YOUR TASK
Give the records from the line containing "point_to MUST indicate the goat's" through the end of the records, inclusive, as a two-column CSV with the columns record_text and record_answer. Use one row per record, put each value in a single quoted field, and replace line breaks with spaces.

[Dataset records]
--
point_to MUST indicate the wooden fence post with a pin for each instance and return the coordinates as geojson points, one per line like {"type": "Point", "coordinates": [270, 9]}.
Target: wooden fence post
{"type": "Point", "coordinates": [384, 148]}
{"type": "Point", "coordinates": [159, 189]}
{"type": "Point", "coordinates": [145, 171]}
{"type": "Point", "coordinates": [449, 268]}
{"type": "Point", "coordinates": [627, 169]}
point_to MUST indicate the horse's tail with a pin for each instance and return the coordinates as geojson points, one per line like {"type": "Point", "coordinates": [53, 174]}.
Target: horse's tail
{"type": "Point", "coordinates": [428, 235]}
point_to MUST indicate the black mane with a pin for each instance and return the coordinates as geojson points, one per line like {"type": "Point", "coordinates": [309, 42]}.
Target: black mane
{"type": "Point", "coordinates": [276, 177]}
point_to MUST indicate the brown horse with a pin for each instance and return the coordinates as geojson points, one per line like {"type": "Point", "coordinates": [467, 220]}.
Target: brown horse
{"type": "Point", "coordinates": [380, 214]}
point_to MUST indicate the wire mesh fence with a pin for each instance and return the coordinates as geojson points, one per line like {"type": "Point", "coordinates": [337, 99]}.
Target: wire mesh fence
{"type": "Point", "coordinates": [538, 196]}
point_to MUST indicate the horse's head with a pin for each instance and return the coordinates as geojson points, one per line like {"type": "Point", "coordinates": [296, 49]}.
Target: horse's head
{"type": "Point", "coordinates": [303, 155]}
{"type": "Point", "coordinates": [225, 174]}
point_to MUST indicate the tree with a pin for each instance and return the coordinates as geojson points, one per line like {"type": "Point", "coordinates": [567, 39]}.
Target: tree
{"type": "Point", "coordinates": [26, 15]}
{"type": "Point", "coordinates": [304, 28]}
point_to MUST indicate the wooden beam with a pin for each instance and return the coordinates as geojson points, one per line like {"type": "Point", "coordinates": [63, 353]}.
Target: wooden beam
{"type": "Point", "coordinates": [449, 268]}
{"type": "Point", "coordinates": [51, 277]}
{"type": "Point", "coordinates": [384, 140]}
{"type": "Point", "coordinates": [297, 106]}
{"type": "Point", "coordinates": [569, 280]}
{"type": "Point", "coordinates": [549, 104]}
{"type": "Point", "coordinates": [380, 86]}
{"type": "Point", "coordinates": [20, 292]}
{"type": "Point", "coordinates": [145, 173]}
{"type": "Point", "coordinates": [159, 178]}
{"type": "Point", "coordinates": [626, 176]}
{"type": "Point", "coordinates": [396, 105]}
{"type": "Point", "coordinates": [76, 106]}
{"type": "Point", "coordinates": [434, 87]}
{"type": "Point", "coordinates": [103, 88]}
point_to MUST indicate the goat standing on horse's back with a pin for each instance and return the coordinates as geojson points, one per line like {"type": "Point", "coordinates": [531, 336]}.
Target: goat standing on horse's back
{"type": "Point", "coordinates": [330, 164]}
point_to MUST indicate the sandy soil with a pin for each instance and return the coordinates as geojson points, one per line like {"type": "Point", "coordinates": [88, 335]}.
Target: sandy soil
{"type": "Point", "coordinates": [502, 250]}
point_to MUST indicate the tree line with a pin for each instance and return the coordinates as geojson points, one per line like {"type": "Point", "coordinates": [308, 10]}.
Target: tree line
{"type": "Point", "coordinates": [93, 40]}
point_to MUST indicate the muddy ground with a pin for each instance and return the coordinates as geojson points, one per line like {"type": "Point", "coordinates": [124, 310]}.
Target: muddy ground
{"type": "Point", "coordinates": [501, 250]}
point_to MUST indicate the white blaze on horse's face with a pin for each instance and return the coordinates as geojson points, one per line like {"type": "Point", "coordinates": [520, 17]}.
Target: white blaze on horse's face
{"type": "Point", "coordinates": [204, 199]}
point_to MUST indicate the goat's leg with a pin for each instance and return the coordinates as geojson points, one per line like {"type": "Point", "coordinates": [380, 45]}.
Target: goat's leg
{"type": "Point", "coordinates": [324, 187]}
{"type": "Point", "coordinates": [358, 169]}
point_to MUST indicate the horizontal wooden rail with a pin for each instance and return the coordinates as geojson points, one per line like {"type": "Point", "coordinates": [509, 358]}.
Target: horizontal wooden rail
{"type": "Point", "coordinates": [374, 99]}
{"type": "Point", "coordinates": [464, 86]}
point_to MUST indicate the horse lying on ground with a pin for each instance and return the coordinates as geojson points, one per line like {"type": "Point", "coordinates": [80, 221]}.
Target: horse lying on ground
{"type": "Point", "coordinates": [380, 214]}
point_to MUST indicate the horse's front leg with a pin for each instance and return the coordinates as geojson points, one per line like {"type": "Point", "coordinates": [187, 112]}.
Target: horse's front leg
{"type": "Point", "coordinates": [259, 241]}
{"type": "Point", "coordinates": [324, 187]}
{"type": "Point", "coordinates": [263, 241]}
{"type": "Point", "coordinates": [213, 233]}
--
OUTPUT FOR THIS TASK
record_text,record_answer
"point_to MUST indicate the goat's leg with a pin for each instance and return the coordinates as geojson points, one per line like {""type"": ""Point"", ""coordinates"": [380, 45]}. Target: goat's leg","{""type"": ""Point"", ""coordinates"": [324, 187]} {""type"": ""Point"", ""coordinates"": [358, 169]}"
"point_to MUST indicate the horizontal wooden rail with a pin for each instance and return the coordinates as geojson points, one per line like {""type"": ""Point"", ""coordinates"": [509, 358]}. Target: horizontal wooden rail","{""type"": ""Point"", ""coordinates"": [374, 99]} {""type"": ""Point"", ""coordinates"": [464, 86]}"
"point_to MUST indicate the horse lying on ground with a pin for each instance and return the coordinates as geojson points, one per line like {""type"": ""Point"", ""coordinates"": [80, 221]}. Target: horse lying on ground","{""type"": ""Point"", ""coordinates"": [380, 214]}"
"point_to MUST indicate the horse's front leg with a pin for each instance and return the coordinates as geojson points, one per line like {""type"": ""Point"", ""coordinates"": [187, 112]}. Target: horse's front leg","{""type"": ""Point"", ""coordinates"": [259, 241]} {""type"": ""Point"", ""coordinates"": [324, 187]} {""type"": ""Point"", ""coordinates"": [263, 241]} {""type"": ""Point"", ""coordinates"": [213, 233]}"